• **Penggalan Teks**
-=-=-=-=-

Aspek Hukum Dalam Ekonomi: Bab 2

BAB 2


Wanprestasi

A. Pengertian Wanprestasi
Perkataan wanprestasi sendiri berasal dari bahasa Belanda, yang artinya prestasi buruk. Menurut kamus Hukum, wanprestasi berarti kelalaian, kealpaan, cidera janji, tidak menepati kewajibannya dalam perjanjian.  Adapun yang dimaksud wanprestasi adalah suatu keadaan yang dikarenakan kelalaian atau kesalahannya, debitur tidak dapat memenuhi prestasi seperti yang telah ditentukan dalam perjanjian dan bukan dalam keadaan memaksa adapun yang menyatakan bahwa wanprestasi adalah tidak memenuhi atau lalai melaksanakan kewajiban sebagaimana yang ditentukan dalam perjanjian yang dibuat antara kreditur dengan debitur.
Pengertian Wanprestasi Menurut Para Pakar, sebagai berikut :
·         Prodjodikoro, Wanprestasi adalah tidak adanya suatu prestasi dalam perjanjian, ini berarti bahwa suatu hal harus dilaksanakan sebagai isi dari suatu perjanjian. Dalam istilah bahasa Indonesia dapat dipakai istilah pelaksanaan janji untuk prestasi, sedangkan ketiadaan pelaksanaan janji untuk wanprestasi.
·         Mariam Darus Badrulzaman, Wanprestasi adalah suatu perikatan dimana pihak debitur karena kesalahannya tidak melaksanakan apa yang diperjanjikan.

-=-=-=-=-

[Data Tersimpan]
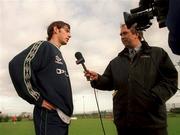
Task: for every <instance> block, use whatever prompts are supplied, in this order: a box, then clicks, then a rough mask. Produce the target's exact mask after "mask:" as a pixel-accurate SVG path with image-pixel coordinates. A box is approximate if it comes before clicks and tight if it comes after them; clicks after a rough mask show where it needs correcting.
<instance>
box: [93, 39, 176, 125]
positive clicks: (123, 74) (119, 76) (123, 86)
mask: <svg viewBox="0 0 180 135" xmlns="http://www.w3.org/2000/svg"><path fill="white" fill-rule="evenodd" d="M177 78H178V73H177V71H176V69H175V67H174V65H173V63H172V62H171V60H170V58H169V56H168V54H167V53H166V52H165V51H164V50H163V49H162V48H159V47H150V46H148V44H147V43H146V42H142V47H141V50H140V51H139V52H138V53H137V54H136V56H135V58H134V59H133V61H131V60H130V58H129V54H128V49H127V48H125V49H124V50H123V51H122V52H120V53H119V55H118V56H117V57H116V58H114V59H113V60H112V61H111V62H110V63H109V65H108V66H107V68H106V70H105V72H104V74H103V75H102V76H101V75H99V78H98V80H97V81H92V82H91V85H92V87H94V88H97V89H100V90H115V95H114V96H113V113H114V122H115V124H116V125H117V126H119V127H127V126H131V127H150V128H151V127H152V128H160V127H165V126H166V125H167V120H166V119H167V118H166V106H165V102H166V101H167V100H168V99H169V98H170V97H172V96H173V95H174V94H175V93H176V91H177Z"/></svg>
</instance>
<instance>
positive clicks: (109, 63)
mask: <svg viewBox="0 0 180 135" xmlns="http://www.w3.org/2000/svg"><path fill="white" fill-rule="evenodd" d="M91 86H92V87H93V88H97V89H100V90H113V79H112V72H111V63H109V65H108V66H107V68H106V70H105V71H104V73H103V75H98V80H96V81H91Z"/></svg>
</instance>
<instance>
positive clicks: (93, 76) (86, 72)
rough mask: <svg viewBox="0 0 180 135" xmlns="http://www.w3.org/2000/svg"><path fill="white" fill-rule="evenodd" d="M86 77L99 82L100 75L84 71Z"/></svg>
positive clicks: (84, 74)
mask: <svg viewBox="0 0 180 135" xmlns="http://www.w3.org/2000/svg"><path fill="white" fill-rule="evenodd" d="M84 76H86V77H89V78H90V80H91V81H93V80H98V73H96V72H94V71H89V70H87V71H84Z"/></svg>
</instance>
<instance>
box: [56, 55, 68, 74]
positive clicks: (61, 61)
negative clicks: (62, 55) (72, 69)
mask: <svg viewBox="0 0 180 135" xmlns="http://www.w3.org/2000/svg"><path fill="white" fill-rule="evenodd" d="M55 63H57V64H61V65H63V62H62V59H61V58H60V57H59V56H58V55H56V57H55ZM56 73H57V74H58V75H61V74H64V75H65V76H66V77H69V75H68V74H67V72H66V70H64V69H60V68H56Z"/></svg>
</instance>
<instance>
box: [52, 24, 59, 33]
mask: <svg viewBox="0 0 180 135" xmlns="http://www.w3.org/2000/svg"><path fill="white" fill-rule="evenodd" d="M58 32H59V28H58V27H57V26H54V27H53V33H54V34H56V33H58Z"/></svg>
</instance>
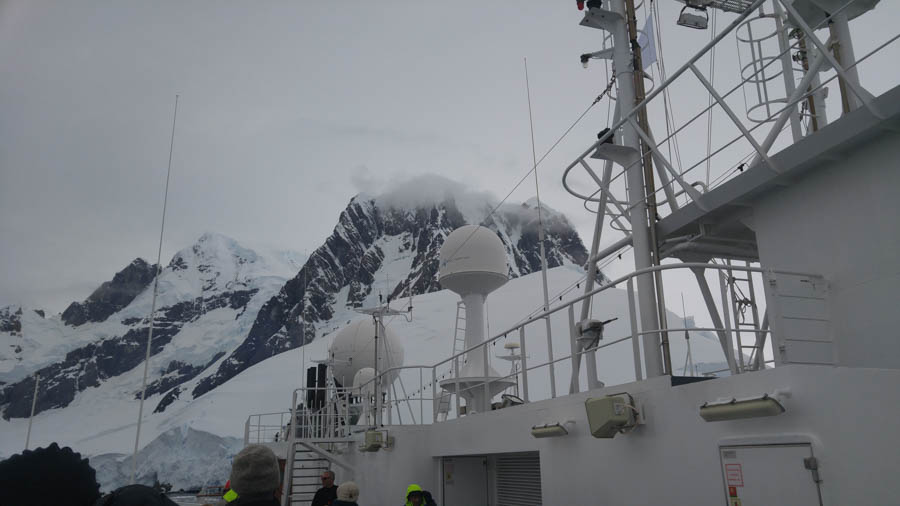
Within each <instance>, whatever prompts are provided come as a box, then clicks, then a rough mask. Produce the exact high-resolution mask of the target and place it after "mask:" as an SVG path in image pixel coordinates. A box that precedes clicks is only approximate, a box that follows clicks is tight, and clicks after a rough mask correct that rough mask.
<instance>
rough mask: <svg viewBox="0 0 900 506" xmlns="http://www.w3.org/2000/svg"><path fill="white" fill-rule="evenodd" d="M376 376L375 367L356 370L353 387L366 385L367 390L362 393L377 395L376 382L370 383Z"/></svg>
mask: <svg viewBox="0 0 900 506" xmlns="http://www.w3.org/2000/svg"><path fill="white" fill-rule="evenodd" d="M374 378H375V369H372V368H371V367H363V368H362V369H360V370H358V371H356V374H355V375H354V376H353V388H359V387H361V386H363V385H366V388H365V391H363V392H360V393H361V394H362V395H375V384H374V383H370V381H372V380H373V379H374Z"/></svg>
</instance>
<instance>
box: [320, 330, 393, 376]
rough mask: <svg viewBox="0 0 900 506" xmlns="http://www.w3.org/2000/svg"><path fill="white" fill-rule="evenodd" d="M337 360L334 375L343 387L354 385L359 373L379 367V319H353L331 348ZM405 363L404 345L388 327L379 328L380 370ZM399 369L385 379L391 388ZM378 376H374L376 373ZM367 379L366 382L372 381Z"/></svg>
mask: <svg viewBox="0 0 900 506" xmlns="http://www.w3.org/2000/svg"><path fill="white" fill-rule="evenodd" d="M329 353H330V355H331V357H332V358H333V359H334V365H333V374H334V379H335V380H337V382H338V383H340V384H341V386H344V387H350V386H352V385H353V382H354V380H355V379H356V375H357V373H358V372H360V371H361V370H362V369H366V368H369V369H372V373H373V375H374V372H375V371H374V369H375V321H374V319H372V318H370V317H369V318H360V319H358V320H356V321H353V322H350V323H349V324H347V326H346V327H344V328H342V329H341V330H340V331H338V333H337V335H336V336H334V341H333V342H332V343H331V348H330V349H329ZM401 365H403V346H402V345H401V344H400V341H399V340H398V339H397V336H396V335H395V334H394V333H393V332H392V331H391V330H390V329H387V328H385V327H381V328H379V329H378V368H377V369H378V372H379V373H381V372H382V371H384V370H385V369H388V368H391V367H398V366H401ZM396 376H397V374H396V372H395V373H394V374H393V375H391V376H390V377H388V381H383V382H381V386H382V388H387V387H388V386H389V385H390V384H391V383H392V382H393V380H394V379H395V378H396ZM373 377H374V376H373ZM368 379H371V377H370V378H367V379H366V381H368Z"/></svg>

-=-=-=-=-

• **Butir Tugas A**
Tentukan apakah setiap pernyataan berikut sesuai dengan teks tentang wanprestasi, lalu kutip kata-kata teks yang menjadi dasarnya. (i) Kata wanprestasi berasal dari bahasa Belanda. (ii) Menurut kamus Hukum, wanprestasi berarti keadaan memaksa. (iii) Menurut Mariam Darus Badrulzaman, pada wanprestasi pihak kreditur yang tidak melaksanakan apa yang diperjanjikan.
• **Butir Tugas B**
Menurut Prodjodikoro dalam teks tentang wanprestasi, istilah bahasa Indonesia apa yang dapat dipakai untuk wanprestasi?
• **Butir Tugas C**
Lanjutkan teks tentang wanprestasi mulai setelah kalimat terakhirnya.

• **Bagian Jawaban A**
(i) Ya: "Perkataan wanprestasi sendiri berasal dari bahasa Belanda"
(ii) Tidak: "wanprestasi berarti kelalaian, kealpaan, cidera janji, tidak menepati kewajibannya dalam perjanjian"
(iii) Tidak: "pihak debitur karena kesalahannya tidak melaksanakan apa yang diperjanjikan"

• **Bagian Jawaban B**
Ketiadaan pelaksanaan janji.

• **Bagian Jawaban C**
·         R. Subekti, mengemukakan bahwa Wanprestasi (kelalaian) seorang debitur dapat berupa empat macam, yaitu :
(1)   tidak melakukan apa yang seharusnya disanggupi untuk dilakukan,
(2)   melaksanakan yang dijanjikan, namun tidak sebagaimana yang diperjanjikan,
(3)   melakukan apa yang telah diperjanjikan, namun terlambat pada waktu pelaksanaannya,
(4)   melakukan sesuatu hal yang di dalam perjanjiannya tidak boleh dilakukan.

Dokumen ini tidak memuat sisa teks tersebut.